Private Albert Nelmes
Died 7th December 1917 aged 25
Albert Nelmes was a Yorkshire man who moved to Shropshire with his work and married a local girl.
He was born in the spring of 1892 in Halifax. He originally stayed in the north, and in 1911 he was a boarder in Collyhurst Street, Manchester and was working as a commercial clerk for the railways.
It seems likely that he moved to Shropshire while still working for the railways as he married Elsie Williams in 1916 in Church Stretton. Elsie was the oldest of a family of 12 children. Her father died before 1911 leaving her mother to bring up the family, but her father had worked as a railway porter so that may be how Albert and Elsie met.
Sadly, Albert and Elsie hardly enjoyed any time together as a married couple. Albert enlisted in Church Stretton and joined the Kings Shropshire Light Infantry. He was soon transferred to the 1st battalion of The Loyal North Lancashire Regiment as a Private 34305.
This battalion was attached to No 2 Auxillary Horse Transport Depot and on the War Memorial he is recorded as belonging to the Royal Army Service Corps and it seems that his military record reflects his pre-war work in the transport sector.
The Army Service Corps (the “Royal” was added after the war) filled a variety of roles in recruitment, training and supply. The base depots were in the UK and at the ports of entry but the advanced depots were further up the lines of communication.
Each division of the army had a certain amount of transport under its own command. This was the “workhorse” of the division.
The Loyal North Lancashire Regiment consisted of 3 battalions at the outbreak of war but was soon swelled by the “Kitchener Battalions” drawn from the many patriotic northerners who flocked to enlist, including the well-known Accrington Pals. The Regiment was involved in heavy fighting first in Ypres and then on the Somme.

============

*ASSIGNED TASK:* Carry on the account of Private Albert Nelmes, picking up right after its final sentence.

*SUPPLIED INFORMATION:*
============

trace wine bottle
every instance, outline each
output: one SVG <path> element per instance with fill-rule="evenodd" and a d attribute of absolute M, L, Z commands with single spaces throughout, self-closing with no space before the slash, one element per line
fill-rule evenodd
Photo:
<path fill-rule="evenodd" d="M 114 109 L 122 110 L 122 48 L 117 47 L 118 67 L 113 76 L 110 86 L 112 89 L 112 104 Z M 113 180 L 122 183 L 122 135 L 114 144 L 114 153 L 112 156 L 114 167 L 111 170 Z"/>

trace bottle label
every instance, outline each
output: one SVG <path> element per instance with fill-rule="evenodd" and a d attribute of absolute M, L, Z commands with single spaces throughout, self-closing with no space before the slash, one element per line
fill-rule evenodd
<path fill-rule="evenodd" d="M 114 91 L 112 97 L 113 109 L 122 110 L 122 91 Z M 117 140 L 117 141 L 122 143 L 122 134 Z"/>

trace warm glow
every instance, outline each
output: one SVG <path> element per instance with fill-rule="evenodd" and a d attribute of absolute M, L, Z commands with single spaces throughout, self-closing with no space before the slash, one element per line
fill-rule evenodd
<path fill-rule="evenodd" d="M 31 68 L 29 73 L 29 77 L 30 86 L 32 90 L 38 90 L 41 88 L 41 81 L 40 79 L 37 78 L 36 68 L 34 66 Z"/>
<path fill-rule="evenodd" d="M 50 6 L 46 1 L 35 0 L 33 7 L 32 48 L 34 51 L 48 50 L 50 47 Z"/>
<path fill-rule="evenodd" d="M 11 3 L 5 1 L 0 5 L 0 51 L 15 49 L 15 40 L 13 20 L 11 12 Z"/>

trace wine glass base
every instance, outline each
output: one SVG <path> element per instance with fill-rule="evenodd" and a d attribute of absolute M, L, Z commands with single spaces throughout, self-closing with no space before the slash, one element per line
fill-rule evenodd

============

*EXPECTED ANSWER:*
Albert’s regiment stayed in France and Flanders. By 1917 a total of 27 British battalions were engaged on the Western Front. Mutinies in the French armies and the Russian revolution meant that they were bearing the brunt of the fighting.
Albert died on Friday 7th December 1917. This would suggest that he was a casualty of the Cambrai offensive. Cambrai was an important German supply point. The British attack on Cambrai was followed by the biggest German counter offensive against the British Expeditionary Force since 1914. Albert Nelmes was one of almost 90,000 British and German casualties.
He is buried in the Abbeville Communal Cemetery extension in northern France. Abbeville was the headquarters of the commonwealth lines of communication. It was also the home to 3 military hospitals. The cemetery extension was begun in September 1916 and contains 1754 burials. It continued to be used in the Second World War.
Photograph courtesy of the Commonwealth War Graves Commission
Albert was awarded the War Medal and the Victory Medal.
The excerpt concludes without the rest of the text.